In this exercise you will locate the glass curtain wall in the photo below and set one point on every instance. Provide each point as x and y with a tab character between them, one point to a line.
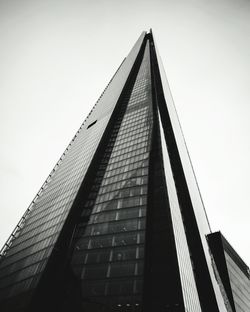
109	252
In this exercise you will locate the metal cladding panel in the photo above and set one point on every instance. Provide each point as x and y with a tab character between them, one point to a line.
189	290
194	193
25	256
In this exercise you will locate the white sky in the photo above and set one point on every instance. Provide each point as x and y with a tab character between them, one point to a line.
57	56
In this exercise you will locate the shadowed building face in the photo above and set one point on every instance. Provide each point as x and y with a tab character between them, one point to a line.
119	224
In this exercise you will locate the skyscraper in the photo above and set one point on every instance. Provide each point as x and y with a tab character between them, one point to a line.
233	272
119	224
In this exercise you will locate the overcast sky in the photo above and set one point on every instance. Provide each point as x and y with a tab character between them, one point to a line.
57	56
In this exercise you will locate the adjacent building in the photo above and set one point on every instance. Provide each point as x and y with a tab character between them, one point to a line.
119	224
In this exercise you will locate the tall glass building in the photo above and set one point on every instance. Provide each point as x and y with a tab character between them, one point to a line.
119	224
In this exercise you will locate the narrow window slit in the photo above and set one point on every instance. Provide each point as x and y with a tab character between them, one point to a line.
92	124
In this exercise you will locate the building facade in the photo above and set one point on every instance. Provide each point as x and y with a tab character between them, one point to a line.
233	272
119	224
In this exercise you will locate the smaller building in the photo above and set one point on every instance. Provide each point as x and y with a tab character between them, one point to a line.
234	273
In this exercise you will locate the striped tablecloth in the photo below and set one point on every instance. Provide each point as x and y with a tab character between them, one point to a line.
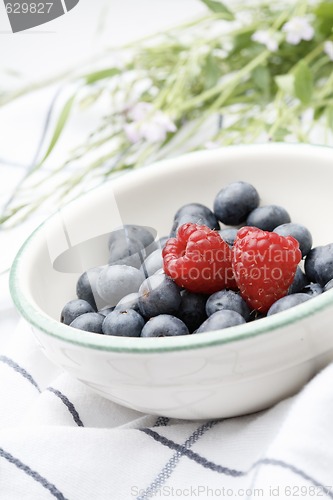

STATED TASK: Arrange every line of the material above as a numbered list, skipping any blank lines and leaving the pictures out.

SOLUTION TO THIS TASK:
1. In this exercise you will locate the glass curtain wall in the photo below and set one point on every instance. Provide each point as x and y with a tab character between them, one point to a line.
2. 109	252
3. In this exercise you will locate the metal cladding panel in the photo above and set one point on every instance. Provide each point as x and y with a tab character between them, one point to a line.
4. 189	290
5. 194	193
6. 25	256
7. In this exercise you will locate the white sky in the photo above and set one point on every instance. Provide each point as x and y with a tab character between them, one point to a line.
8. 57	56
9. In this exercise you will locate the shadowed building face in the photo above and set one point on every instance. Provide each point as x and y with a tab character between them, one point to a line.
10. 119	224
11. In this exercise you will locate the skyscraper in the photo above and set one point on every instance. Provide each point as x and y with a tab character between them, one point to a line.
12. 233	272
13. 119	224
14. In this exercise you will locate the overcast sky in the photo above and set one point on every instance. Provide each point as x and y with a tab character between them, one point to a line.
15. 57	56
16. In this exercise you will locate the adjacent building in the photo above and set one point on every instance. Provide each point as x and y with a tab character between them, one point to a line.
17. 119	224
18. In this exercise you will locate the tall glass building in the photo above and set one point on every instance. Provide each point as x and y with a tab character between them, one point to a line.
19. 119	224
20. In this exercise you will locate the narrow window slit in the photo above and set one point on every instance. Provide each point as x and y with a tab character between them, one point to a line.
21. 92	124
22. In this exercise you will locate the building facade in the photo above and set one point on every instance. Provide each point as x and y with a tab character between them, one point to a line.
23. 233	272
24. 119	224
25. In this exercise you will locate the smaller building in the photo above and set one point on every instance. Provide each point as x and y with a tab character between them, one point to a line.
26. 234	273
27. In this exercise you will locate the striped tablecloth in the photo below and set one point on every instance. Provide each point as x and y with a tab character between them, one point to a line.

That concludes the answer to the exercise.